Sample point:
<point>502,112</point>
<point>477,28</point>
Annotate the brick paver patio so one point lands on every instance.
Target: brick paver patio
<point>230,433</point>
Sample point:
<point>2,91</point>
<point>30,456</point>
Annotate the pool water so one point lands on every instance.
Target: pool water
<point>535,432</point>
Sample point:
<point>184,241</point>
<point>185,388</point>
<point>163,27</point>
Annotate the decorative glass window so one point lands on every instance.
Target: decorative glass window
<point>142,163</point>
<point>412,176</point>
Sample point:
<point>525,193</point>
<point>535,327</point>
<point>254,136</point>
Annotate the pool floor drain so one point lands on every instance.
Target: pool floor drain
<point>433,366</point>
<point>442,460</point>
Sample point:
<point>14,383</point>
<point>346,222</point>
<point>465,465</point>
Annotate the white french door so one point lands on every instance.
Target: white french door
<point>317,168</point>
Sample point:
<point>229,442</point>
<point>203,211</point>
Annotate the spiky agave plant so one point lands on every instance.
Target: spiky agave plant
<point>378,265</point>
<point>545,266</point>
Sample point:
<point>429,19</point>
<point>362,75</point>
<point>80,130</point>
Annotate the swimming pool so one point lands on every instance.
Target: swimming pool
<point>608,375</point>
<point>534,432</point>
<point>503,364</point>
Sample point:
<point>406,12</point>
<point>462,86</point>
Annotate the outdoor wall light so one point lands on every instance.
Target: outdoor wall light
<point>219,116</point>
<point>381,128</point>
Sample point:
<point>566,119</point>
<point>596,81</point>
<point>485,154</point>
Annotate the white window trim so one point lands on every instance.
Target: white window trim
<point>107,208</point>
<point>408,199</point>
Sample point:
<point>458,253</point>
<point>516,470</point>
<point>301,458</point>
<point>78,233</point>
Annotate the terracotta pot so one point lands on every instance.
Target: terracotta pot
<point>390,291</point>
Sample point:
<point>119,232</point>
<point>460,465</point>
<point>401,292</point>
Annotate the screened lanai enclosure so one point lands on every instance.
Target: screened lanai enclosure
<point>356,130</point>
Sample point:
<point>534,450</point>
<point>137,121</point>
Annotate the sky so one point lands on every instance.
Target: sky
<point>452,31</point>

* _Task brief_:
Scale the rows from the start through the line containing "<point>535,432</point>", both ends included, and reproduce that part in full with its requests. Multiply each coordinate in the answer points by 1.7 and round to whole numbers, halves up; leave the sample points and the requests unchanged.

* _Worked solution_:
Sample point:
<point>502,112</point>
<point>477,28</point>
Annotate the brick paver patio so one point lands on every instance.
Target: brick paver patio
<point>391,736</point>
Sample point:
<point>2,91</point>
<point>30,456</point>
Annotate the pool water so one point lands on every instance.
Target: pool water
<point>910,734</point>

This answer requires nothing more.